DOCUMENT EXTRACT:
The Chancellor has this evening announced a financial support package which is similar in some respects to the “furloughing” measures announced earlier this week – the Coronavirus Self-Employment Income Support Scheme.
- The income support scheme will pay people earning more than half of their income from self-employment a taxable grant worth up to 80% of average monthly income, capped at £2,500pm. It has not been made clear, but it seems likely that from this will be deducted any earnings during the period the scheme is in operation.
- Income will be calculated by taking the average of income over the last three years. Where the individual has not been self-employed for 3 years, the 2019 tax return will be the basis of the assessment. People who are “very recently self-employed” cannot benefit from the scheme, and are directed to seek help from the welfare system – Universal Credit is to me bade more accessible and advances payments will be available
- The scheme is only open to anyone with trading profits of up to £50k. Self-employed people who earn more will not qualify. It is not yet clear how this will be calculated in the case of firms in which more than one self-employed people work together. In an answer to questions, the Chancellor appeared to refer to “people or firms” who earn more than £50,000 as being excluded.
- The scheme is only open to those who derive most of their income from self-employment; individuals with a second or “side” job cannot benefit
- The scheme is only those who have submitted a tax return for 2019. However, those have not yet submitted their tax return by the due date of 31 January 2020, can still submit one for 2019 for a further four weeks from today.

[Records from a collection]
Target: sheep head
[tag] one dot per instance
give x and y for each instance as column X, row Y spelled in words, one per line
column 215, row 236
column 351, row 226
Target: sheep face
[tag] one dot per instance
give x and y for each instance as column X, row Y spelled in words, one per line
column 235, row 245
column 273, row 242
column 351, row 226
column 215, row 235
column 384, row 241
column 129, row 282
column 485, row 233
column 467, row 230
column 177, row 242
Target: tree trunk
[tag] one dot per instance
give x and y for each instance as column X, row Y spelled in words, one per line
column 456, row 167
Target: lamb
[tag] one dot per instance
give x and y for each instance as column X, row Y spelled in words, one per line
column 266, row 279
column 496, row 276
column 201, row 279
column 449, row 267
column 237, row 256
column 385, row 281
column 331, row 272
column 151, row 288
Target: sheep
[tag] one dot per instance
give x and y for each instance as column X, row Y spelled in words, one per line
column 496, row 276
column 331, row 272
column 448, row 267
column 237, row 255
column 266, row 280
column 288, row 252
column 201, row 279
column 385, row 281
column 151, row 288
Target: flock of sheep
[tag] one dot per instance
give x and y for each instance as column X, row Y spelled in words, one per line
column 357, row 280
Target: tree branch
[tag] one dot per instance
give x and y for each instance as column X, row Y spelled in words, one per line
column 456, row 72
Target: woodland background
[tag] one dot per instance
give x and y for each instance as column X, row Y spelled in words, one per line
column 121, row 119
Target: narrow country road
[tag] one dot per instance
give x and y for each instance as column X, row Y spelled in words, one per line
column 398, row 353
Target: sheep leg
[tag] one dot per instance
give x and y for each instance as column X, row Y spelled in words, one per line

ASSIGNMENT: Copy the part of the self-employment income support scheme text above that begins with the words containing "- The scheme is only open to those" and ends with "weeks from today.".

YOUR SOLUTION:
- The scheme is only open to those who derive most of their income from self-employment; individuals with a second or “side” job cannot benefit
- The scheme is only those who have submitted a tax return for 2019. However, those have not yet submitted their tax return by the due date of 31 January 2020, can still submit one for 2019 for a further four weeks from today.